# EXERCISE AIM
Starting at the line that has "tag the desert mountain" and stopping after the line that has "<point>131,23</point>", update the text by swapping "desert mountain" for "arid peak" and leaving everything else as it is. Return only those lines.

== TASK INPUT ==

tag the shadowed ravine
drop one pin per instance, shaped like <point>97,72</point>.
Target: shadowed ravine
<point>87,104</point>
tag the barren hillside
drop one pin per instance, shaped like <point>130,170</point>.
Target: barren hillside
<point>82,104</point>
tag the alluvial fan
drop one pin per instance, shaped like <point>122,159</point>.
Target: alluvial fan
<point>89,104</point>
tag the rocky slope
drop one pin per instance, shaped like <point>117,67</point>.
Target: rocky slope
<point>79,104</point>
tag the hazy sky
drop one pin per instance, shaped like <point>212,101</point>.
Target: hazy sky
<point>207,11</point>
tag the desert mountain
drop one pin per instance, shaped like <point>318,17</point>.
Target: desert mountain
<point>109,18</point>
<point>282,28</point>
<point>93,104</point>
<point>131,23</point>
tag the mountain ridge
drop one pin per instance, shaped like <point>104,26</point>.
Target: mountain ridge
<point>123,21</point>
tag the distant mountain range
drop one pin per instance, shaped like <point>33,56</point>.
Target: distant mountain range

===
== TASK INPUT ==

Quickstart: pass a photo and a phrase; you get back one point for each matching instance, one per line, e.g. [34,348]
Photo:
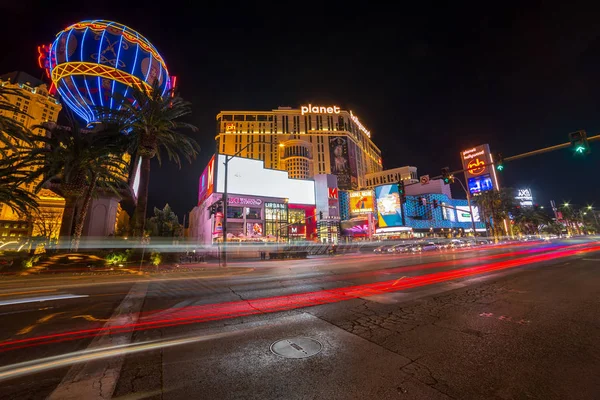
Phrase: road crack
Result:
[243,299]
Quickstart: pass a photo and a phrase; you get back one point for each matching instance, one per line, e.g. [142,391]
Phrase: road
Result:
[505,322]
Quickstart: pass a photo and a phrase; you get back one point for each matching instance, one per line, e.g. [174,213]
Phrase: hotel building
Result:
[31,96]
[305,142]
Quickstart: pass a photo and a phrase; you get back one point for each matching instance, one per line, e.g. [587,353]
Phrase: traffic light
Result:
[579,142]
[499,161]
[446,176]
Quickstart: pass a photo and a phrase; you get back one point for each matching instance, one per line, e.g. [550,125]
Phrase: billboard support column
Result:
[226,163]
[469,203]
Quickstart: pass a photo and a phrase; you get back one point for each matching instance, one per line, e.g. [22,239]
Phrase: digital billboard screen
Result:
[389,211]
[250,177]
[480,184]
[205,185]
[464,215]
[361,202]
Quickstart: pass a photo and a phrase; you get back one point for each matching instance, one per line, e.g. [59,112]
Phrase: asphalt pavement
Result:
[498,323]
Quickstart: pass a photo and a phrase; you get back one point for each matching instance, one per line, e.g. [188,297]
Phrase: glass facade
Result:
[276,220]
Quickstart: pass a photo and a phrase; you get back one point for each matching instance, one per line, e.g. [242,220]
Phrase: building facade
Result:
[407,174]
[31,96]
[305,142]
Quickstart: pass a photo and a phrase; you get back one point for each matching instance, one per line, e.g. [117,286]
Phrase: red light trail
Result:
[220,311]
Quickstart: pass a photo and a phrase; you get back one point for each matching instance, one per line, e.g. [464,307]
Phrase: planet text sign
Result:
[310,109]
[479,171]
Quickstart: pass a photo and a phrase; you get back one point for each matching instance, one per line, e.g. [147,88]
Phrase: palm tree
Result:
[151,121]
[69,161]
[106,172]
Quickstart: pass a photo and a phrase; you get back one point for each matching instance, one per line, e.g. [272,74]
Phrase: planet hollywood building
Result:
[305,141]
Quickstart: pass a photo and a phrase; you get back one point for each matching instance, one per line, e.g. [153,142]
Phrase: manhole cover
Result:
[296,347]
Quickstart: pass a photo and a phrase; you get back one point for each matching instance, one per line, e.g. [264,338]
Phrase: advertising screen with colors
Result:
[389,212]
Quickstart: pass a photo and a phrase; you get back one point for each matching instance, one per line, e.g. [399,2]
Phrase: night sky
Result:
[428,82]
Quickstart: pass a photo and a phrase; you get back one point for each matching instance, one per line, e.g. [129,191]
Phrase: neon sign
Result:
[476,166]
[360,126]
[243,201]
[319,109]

===
== TASK INPUT ==

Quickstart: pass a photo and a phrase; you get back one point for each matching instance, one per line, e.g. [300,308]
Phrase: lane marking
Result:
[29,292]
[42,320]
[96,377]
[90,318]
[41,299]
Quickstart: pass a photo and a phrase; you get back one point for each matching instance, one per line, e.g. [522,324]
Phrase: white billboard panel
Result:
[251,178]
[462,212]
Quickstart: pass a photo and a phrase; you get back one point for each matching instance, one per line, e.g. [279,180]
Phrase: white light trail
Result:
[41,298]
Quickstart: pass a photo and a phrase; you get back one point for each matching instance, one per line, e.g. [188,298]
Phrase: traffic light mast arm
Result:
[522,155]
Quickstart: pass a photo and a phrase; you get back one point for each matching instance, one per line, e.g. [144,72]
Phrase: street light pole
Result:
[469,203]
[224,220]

===

# RESPONSE
tag the arid peak
drop one pin per instance, shaped like <point>318,17</point>.
Target: arid peak
<point>109,18</point>
<point>282,28</point>
<point>93,104</point>
<point>131,23</point>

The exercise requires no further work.